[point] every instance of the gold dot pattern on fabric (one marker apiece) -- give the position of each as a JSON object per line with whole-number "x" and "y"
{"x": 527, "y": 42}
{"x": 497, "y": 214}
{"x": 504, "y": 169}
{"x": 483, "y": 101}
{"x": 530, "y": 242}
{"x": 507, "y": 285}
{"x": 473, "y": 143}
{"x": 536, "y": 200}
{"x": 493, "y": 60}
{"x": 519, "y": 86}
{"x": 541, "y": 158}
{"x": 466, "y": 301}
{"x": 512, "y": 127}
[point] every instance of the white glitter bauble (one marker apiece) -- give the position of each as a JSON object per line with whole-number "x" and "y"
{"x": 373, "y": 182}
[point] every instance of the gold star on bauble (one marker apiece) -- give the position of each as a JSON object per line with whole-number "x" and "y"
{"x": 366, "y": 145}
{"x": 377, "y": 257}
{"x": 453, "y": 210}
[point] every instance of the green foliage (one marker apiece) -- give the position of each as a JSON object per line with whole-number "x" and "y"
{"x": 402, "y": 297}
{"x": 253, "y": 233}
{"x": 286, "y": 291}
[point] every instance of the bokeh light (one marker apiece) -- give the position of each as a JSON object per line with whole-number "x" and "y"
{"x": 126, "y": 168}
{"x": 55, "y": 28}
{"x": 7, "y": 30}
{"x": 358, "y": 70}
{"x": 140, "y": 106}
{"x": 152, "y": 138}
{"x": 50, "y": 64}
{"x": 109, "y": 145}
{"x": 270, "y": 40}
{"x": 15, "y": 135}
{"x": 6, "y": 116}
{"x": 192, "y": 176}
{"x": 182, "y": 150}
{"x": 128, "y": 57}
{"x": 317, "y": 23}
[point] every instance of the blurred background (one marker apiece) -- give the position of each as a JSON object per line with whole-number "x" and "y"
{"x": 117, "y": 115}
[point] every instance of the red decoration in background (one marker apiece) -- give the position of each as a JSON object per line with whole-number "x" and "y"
----
Activity: Give back every record exactly.

Written solution:
[point] every instance of the gold dot pattern on fabric (one marker apiece) -- give the position of each as a JSON object per line with whole-number "x" and "y"
{"x": 527, "y": 42}
{"x": 497, "y": 214}
{"x": 504, "y": 169}
{"x": 483, "y": 101}
{"x": 530, "y": 242}
{"x": 507, "y": 285}
{"x": 473, "y": 143}
{"x": 536, "y": 200}
{"x": 493, "y": 60}
{"x": 519, "y": 86}
{"x": 541, "y": 158}
{"x": 466, "y": 301}
{"x": 512, "y": 127}
[point] every instance of the white glitter bauble (one marker apiece) -- give the position of each as a JSON object per line with whole-number "x" and "y"
{"x": 373, "y": 182}
[point] every instance of the gold star on bauble (one marker apiece) -- give the position of each as a JSON object per line with whole-number "x" and "y"
{"x": 366, "y": 145}
{"x": 377, "y": 257}
{"x": 453, "y": 210}
[point] every instance of the green foliage (one marker apiece) -- give the position of each as a JSON object per line with whole-number "x" and "y"
{"x": 402, "y": 297}
{"x": 253, "y": 233}
{"x": 286, "y": 291}
[point] every instance of the bokeh light (one marker apiece) -- give the position of each as a JSON object per line with whole-number "x" and "y"
{"x": 126, "y": 168}
{"x": 55, "y": 28}
{"x": 7, "y": 30}
{"x": 358, "y": 70}
{"x": 140, "y": 106}
{"x": 152, "y": 138}
{"x": 50, "y": 64}
{"x": 109, "y": 145}
{"x": 270, "y": 40}
{"x": 15, "y": 135}
{"x": 6, "y": 116}
{"x": 192, "y": 176}
{"x": 182, "y": 150}
{"x": 128, "y": 57}
{"x": 317, "y": 23}
[point] every instance of the blurred background (one marker apiece) -- give the position of each as a JSON object per line with whole-number "x" and "y"
{"x": 117, "y": 115}
[point] every instance of the red decoration in background (one marker apiece) -- give the position of each as a JSON object per line with whole-number "x" and "y"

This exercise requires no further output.